What to work on = Reproduce the stretch from the line containing "foliage in glass?" through the end of the material, switching "reflection" to "mirror image" and leaving all else unchanged. Leave any pictures out of the result.

Provided material =
════════

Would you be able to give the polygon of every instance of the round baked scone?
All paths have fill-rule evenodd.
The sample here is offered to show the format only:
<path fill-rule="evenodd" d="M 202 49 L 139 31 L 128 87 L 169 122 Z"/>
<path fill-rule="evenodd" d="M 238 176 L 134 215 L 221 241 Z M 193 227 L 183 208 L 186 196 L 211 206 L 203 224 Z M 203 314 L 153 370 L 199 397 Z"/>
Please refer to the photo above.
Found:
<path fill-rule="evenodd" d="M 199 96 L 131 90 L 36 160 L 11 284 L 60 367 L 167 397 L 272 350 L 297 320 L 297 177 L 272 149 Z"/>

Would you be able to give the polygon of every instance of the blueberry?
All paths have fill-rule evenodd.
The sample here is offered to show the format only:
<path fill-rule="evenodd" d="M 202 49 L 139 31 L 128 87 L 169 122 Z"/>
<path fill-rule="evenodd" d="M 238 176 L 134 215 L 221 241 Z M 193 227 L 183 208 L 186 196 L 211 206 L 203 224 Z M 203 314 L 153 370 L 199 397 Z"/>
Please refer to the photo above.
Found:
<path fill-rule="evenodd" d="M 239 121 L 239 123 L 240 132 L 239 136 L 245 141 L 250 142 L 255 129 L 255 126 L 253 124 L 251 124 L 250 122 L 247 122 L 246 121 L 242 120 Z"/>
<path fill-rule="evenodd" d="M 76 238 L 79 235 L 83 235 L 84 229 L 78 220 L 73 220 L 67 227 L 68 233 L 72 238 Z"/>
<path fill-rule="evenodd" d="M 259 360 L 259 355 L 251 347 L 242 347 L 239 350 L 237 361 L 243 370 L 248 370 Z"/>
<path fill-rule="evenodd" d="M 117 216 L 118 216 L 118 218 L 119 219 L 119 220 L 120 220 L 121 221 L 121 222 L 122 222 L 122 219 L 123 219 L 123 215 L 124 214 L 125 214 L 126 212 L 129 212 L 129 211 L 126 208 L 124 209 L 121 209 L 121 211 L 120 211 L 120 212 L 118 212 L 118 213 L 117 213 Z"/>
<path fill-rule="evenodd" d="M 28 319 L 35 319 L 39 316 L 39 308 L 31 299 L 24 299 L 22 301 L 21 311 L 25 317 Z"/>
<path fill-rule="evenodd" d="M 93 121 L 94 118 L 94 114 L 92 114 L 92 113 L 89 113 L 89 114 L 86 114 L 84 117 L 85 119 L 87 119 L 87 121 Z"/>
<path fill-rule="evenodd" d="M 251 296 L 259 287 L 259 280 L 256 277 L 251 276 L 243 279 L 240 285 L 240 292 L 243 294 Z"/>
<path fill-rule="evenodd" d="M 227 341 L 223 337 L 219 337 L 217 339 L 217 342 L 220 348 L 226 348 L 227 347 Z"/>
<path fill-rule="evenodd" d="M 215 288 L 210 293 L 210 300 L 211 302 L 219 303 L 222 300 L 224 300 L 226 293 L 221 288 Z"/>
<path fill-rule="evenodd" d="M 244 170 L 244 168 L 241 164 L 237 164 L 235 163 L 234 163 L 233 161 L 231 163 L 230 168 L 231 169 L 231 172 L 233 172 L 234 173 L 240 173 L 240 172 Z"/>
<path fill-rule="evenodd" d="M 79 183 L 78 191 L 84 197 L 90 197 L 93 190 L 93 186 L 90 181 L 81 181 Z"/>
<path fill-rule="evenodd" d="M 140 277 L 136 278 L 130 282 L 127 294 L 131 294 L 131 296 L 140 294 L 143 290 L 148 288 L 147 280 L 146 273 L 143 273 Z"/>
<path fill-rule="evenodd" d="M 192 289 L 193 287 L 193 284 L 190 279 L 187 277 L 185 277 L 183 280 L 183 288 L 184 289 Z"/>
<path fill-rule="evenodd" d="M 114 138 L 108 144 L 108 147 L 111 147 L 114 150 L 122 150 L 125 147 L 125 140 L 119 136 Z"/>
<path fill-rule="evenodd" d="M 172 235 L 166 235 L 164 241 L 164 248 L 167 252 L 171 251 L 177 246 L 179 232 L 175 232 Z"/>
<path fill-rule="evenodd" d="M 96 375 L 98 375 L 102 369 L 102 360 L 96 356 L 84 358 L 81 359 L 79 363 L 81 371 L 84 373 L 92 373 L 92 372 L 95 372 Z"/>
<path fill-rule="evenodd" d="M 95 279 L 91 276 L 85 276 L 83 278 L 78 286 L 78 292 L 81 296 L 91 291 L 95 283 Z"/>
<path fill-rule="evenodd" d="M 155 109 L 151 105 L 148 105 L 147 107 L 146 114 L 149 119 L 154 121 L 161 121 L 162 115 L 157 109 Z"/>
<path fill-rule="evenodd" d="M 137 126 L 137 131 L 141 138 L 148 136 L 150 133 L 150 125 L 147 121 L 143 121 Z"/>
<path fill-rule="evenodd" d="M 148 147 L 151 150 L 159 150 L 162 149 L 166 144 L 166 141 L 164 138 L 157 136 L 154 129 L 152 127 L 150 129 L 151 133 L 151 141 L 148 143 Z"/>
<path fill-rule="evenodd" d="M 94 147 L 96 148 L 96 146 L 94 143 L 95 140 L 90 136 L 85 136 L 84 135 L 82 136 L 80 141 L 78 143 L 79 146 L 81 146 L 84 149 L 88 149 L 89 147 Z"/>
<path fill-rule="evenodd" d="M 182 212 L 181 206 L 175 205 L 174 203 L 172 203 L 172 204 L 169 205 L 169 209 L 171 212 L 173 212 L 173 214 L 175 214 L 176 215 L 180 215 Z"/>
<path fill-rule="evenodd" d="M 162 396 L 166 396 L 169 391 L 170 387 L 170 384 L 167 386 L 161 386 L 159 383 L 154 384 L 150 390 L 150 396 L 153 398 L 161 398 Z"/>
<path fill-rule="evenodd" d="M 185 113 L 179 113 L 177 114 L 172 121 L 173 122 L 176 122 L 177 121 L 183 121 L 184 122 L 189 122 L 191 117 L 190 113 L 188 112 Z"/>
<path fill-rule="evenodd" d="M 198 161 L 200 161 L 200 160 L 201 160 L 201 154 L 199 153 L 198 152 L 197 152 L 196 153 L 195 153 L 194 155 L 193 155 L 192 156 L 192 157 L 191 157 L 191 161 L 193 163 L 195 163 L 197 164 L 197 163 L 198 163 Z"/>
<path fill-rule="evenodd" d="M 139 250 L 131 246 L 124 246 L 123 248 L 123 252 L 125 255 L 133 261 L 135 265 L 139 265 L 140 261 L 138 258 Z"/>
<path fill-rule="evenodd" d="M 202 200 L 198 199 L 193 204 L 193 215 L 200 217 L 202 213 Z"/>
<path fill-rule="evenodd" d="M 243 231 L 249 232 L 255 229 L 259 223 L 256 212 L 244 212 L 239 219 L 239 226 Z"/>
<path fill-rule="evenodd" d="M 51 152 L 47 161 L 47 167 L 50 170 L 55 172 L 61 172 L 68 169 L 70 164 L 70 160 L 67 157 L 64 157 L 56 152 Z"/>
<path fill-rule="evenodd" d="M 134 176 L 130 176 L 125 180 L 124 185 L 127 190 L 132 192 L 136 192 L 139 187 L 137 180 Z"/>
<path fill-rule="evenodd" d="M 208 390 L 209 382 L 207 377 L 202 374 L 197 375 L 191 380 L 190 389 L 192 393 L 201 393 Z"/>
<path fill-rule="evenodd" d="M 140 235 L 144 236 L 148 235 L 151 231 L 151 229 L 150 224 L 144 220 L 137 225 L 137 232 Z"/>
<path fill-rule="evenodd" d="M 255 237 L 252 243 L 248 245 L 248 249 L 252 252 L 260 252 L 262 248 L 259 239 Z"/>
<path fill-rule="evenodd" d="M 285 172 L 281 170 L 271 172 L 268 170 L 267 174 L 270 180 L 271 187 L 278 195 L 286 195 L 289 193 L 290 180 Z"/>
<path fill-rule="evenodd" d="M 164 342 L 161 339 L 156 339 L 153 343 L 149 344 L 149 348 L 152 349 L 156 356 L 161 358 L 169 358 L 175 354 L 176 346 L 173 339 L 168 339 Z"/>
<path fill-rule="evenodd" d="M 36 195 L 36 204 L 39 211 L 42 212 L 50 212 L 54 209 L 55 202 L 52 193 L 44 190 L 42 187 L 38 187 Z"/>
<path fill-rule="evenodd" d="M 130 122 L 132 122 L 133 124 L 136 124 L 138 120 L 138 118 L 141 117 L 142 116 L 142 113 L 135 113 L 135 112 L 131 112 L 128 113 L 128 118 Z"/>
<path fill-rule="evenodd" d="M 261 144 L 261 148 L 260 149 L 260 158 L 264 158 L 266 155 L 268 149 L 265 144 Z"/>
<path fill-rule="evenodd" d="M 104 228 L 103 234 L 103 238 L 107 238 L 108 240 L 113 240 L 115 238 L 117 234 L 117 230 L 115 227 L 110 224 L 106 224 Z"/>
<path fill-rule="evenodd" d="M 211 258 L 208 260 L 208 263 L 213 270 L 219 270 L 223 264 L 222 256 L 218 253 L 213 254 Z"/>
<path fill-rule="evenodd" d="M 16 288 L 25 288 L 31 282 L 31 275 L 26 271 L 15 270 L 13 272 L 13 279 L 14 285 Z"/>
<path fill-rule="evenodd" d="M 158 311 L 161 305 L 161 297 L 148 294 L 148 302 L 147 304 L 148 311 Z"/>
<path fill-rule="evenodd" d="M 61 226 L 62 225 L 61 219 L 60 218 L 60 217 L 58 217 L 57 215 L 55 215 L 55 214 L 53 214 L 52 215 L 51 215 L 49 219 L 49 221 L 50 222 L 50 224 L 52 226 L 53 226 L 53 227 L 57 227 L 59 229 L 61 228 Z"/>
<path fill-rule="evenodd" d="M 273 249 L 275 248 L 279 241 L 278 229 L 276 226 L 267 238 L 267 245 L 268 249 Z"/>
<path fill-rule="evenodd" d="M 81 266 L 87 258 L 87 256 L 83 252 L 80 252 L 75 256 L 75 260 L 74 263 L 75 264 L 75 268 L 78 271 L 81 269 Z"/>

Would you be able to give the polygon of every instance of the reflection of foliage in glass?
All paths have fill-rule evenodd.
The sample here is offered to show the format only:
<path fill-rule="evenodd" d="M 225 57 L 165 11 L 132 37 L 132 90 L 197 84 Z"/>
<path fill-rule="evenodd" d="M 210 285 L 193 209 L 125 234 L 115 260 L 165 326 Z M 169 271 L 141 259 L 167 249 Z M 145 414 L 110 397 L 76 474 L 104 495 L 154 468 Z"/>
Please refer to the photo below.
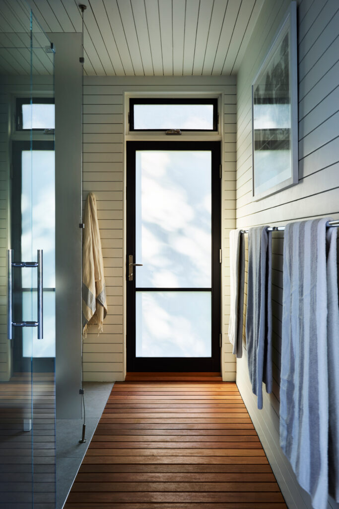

════════

Expected answer =
Would you be able to give the polygon of every instance of the mirror image of foliage in glass?
All paths have fill-rule evenodd.
The sample here is offered to show the format only:
<path fill-rule="evenodd" d="M 225 57 L 165 11 L 132 37 L 132 90 L 197 84 Z"/>
<path fill-rule="evenodd" d="M 210 285 L 193 209 L 125 234 L 115 260 L 165 326 Z M 169 271 L 141 259 L 167 249 Z M 145 414 L 110 397 L 76 474 L 104 495 L 154 468 Z"/>
Please refer to the photo below.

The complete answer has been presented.